◆ **What you should do**
Reproduce every line of the listing below character for character, with nothing added, dropped, or reworded.

Start Task material

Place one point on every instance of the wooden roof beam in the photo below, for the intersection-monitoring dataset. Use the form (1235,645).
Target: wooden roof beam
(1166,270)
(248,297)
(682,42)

End Task material

◆ **Exercise result**
Place one point on every instance of the wooden roof beam in the photo below, for the intersection-monitoring dataset. Use the form (1235,645).
Target: wooden roof beam
(1166,270)
(248,297)
(682,42)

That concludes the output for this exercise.